Crowley never stayed at the Cecil Hotel where Elisa died. However, he did stay at the Hotel Cecil in England and it was here that Crowley supposedly composed a poem called Jephtha. One blog notes that Jephtha was an Israeli judge who burned his daughter, Seila, as a sacrifice. Seila, one might notice, is an anagram for Elisa.

The lines of the poem Jephtha read as follows:

-Let my LAMp, at midnight hour,

-BEEN SEEN IN SOME HIGHLY TOWER

-Where I may oft outwatch the Bear

– The spirit of Plato, to unfold.

– What Worlds, or what vast Regions hold

– The immortal mind that hath forsook

– HER MANSION IN THE FLESHY NOOK.

– And of those Daemons that are found

– In fire, air, flood, or under ground,

– Whose power hath a true consent.

– With Planet, or with Element.

– Some time let Gorgeous Tragedy

– In Sceptr’d Pall come sweeping by.”

– “Il Penseroso.”

The lines that open the poem are perhaps the most enigmatically relevant here. A lamp is referred to at the ‘midnight hour,’ which police believe is approximately the time Elisa disappeared. ‘Been seen in some highly tower,’ could be construed to refer to the water cistern in which Elisa’s body was found.

Moving further into the Crowley connection, it should be noted that according to Thelemic legend, Crowley came into contact with either an interdimensional alien or demon named LAM. He drew a sketch of LAM and it looks almost identical to modern reports of Grey aliens.

The LAM demon became so important to Thelema and Crowley followers that one disciple, Kenneth Grant, composed a document called The Lam Statement, which is an operational instruction book on how to open ephemeral cosmic gateways and conjure the demon (or order of being) LAM. LAM, which is also the Tibetan word for Way or Path, was hence referred to as an order of consciousness, as opposed to an individual being.

According to Thelemic follower Brian Butler, sometimes called Crowley’s contemporary protege,

“[LAM is] eternal. It’s ancient. And it’s also futuristic. It’s from a dimension that’s beyond what our perception of time is, too. So not only is it not a warm-blooded creature, it’s also transcending the barriers of time and space. There are certain limitations you need to function in the world—such as a body—so it’s impossible for a human being to fully comprehend what it could be, just by nature of being alive. If you don’t retain those things, such as an ego or sense of logic and reason, then you can’t function in society. These entities operate outside of those rules. So it’s very difficult to classify them. We can see a small part of them, but the whole thing is too much, it’s overwhelming. It helps you to evolve, and it also can be terrifying, the vastness of where they’re coming from.”

#### [WHAT THIS EXERCISE ASKS]
(A) In the piece on Crowley and the Cecil Hotel, list every place where the quoted poem says daemons are found.
(B) Go on with the piece on Crowley and the Cecil Hotel, starting after Brian Butler's quoted description of LAM.

#### [GIVEN ENTRIES]

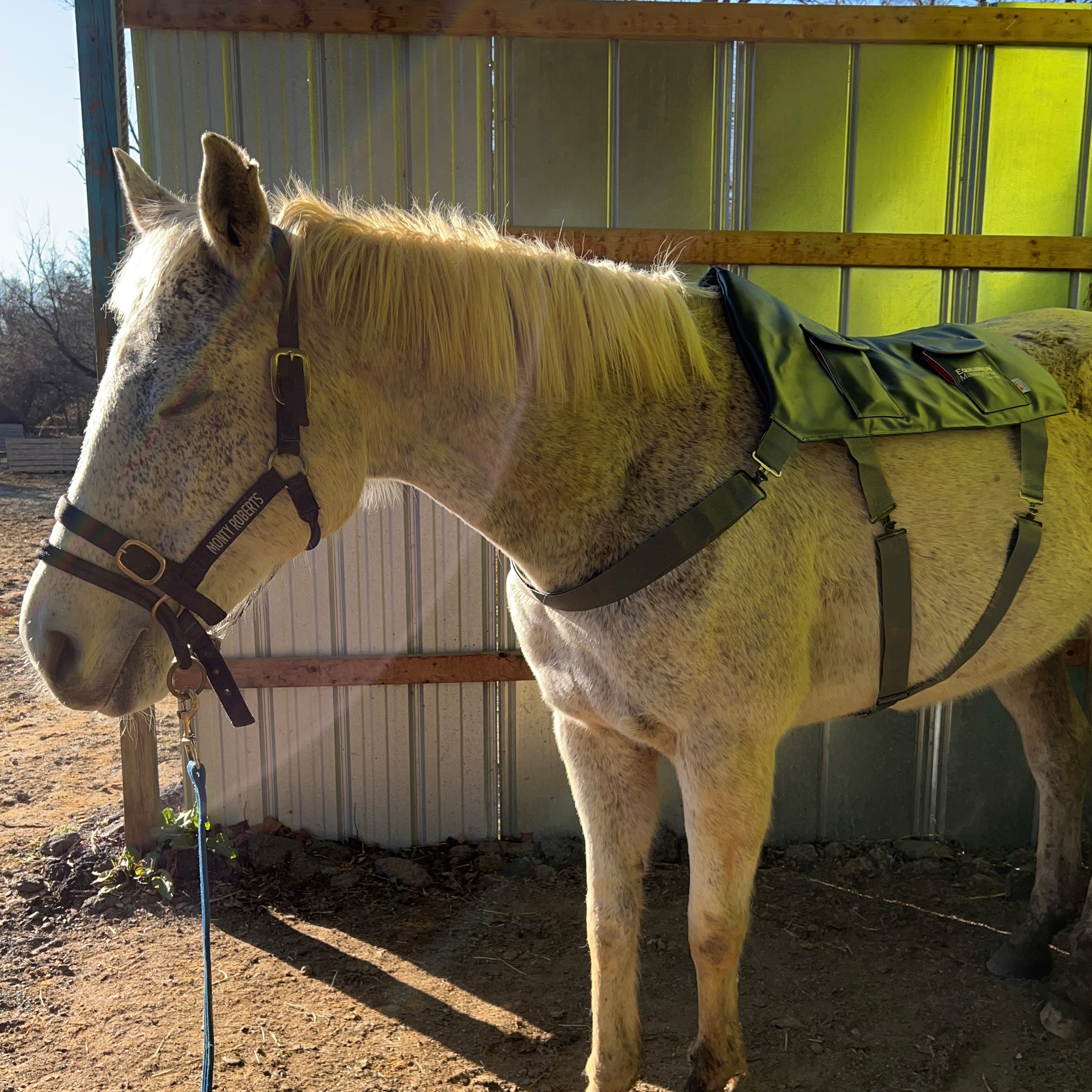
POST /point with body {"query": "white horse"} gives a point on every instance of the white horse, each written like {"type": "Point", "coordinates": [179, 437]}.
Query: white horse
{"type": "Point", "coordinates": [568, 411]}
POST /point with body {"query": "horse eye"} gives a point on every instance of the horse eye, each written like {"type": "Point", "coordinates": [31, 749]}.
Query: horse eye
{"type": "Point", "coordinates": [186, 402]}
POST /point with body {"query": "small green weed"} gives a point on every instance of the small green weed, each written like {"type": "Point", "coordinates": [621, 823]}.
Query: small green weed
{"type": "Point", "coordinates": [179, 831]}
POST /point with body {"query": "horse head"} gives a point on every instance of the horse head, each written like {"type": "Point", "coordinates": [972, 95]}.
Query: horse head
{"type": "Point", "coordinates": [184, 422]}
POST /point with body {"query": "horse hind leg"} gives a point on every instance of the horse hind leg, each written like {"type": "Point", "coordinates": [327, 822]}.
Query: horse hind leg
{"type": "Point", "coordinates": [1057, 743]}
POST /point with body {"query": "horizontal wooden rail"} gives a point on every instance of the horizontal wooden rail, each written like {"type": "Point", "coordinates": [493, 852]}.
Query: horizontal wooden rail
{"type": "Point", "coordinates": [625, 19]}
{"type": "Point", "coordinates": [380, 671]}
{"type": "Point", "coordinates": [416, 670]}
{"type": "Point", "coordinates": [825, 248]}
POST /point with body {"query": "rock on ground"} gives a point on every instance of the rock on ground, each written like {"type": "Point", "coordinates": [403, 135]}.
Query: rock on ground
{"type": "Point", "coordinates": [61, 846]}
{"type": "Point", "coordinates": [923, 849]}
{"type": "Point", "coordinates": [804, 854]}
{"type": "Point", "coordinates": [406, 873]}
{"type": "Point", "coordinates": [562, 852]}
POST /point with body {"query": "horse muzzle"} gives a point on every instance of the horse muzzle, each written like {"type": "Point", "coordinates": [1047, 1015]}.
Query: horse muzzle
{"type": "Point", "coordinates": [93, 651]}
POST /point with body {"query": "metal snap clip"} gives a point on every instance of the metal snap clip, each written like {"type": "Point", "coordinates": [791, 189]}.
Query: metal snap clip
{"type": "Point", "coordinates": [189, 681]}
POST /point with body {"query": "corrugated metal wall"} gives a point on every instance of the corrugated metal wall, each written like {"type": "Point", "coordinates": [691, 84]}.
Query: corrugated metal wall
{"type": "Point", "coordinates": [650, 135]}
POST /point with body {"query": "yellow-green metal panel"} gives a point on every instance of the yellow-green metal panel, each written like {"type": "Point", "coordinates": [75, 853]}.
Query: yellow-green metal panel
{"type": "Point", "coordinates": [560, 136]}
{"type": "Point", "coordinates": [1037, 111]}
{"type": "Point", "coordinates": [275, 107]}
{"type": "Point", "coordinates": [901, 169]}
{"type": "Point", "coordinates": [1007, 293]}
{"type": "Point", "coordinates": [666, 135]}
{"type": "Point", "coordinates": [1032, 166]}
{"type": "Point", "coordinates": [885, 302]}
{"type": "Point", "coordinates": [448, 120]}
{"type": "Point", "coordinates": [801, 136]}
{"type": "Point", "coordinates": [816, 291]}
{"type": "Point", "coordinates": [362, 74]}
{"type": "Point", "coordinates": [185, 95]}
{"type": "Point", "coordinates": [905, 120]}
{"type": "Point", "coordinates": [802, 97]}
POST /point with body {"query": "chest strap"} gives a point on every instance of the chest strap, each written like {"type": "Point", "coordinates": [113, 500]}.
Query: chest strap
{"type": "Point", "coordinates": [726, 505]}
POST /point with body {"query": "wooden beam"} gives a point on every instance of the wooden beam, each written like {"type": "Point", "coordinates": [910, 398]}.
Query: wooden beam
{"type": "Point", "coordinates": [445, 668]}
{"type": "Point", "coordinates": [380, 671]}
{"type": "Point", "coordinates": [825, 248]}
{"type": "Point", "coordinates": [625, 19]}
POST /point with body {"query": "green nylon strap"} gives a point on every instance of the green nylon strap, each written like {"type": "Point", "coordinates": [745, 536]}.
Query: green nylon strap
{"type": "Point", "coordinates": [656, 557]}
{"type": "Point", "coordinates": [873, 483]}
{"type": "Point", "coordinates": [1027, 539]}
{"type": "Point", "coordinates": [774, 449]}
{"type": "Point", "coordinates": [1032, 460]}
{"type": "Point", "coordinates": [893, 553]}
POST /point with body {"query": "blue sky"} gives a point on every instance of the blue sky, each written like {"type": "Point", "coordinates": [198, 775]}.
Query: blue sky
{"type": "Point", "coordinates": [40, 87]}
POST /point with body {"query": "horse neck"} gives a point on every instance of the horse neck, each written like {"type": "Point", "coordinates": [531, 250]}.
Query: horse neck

#### [ANSWER SECTION]
(A) fire, air, flood, under ground

(B)
Is there a real connection between Elisa Lam and Aleister Crowley? It’s a stretch, certainly, but the instances of synchronicity are striking here. Let’s also repeat that Crowley’s LAM demon looks almost identical to modern Grey aliens. According to MUFON and Nuforc, there were 18 recorded UFO sightings in Los Angeles between January and February of 2013, when whatever happened to Elisa happened. A UFO connection is tenuous at best. Jung had an interest in UFOs and advanced early iterations of the idea that UFOs are poltergeist events. This parapsychological hypothesis doesn’t directly pertain to the Elisa Lam case, but it’s interesting to consider the idea that UFOs are physically manifested by the human mind.

Also, with regards to Crowley’s supposed ability to summon beings from other dimensions, I’d be remiss not to mention that at one point in his life Crowley lived in a home overlooking the Loch Ness Lake.

The theory of synchronicity is fascinating and, though it is still not fully understood or proven, it may help to inform a wide variety of paranormal anomalies and parapsychological events that continue to confound the human race.

Let’s consider that evil is not universal. Maybe humans create evil and then it takes on a life of its own, a psychic fog that passes through space and time, picking up minds and devouring them along its way. A wave of defaced souls trundling like hell on earth. The many discrete fogs sometimes merge; like currents to storm fronts, across the gulf of reality different incarnations of evil operate, manufactured by human minds with the ability to knowingly and unknowingly project their suffering and wickedness onto the world around them.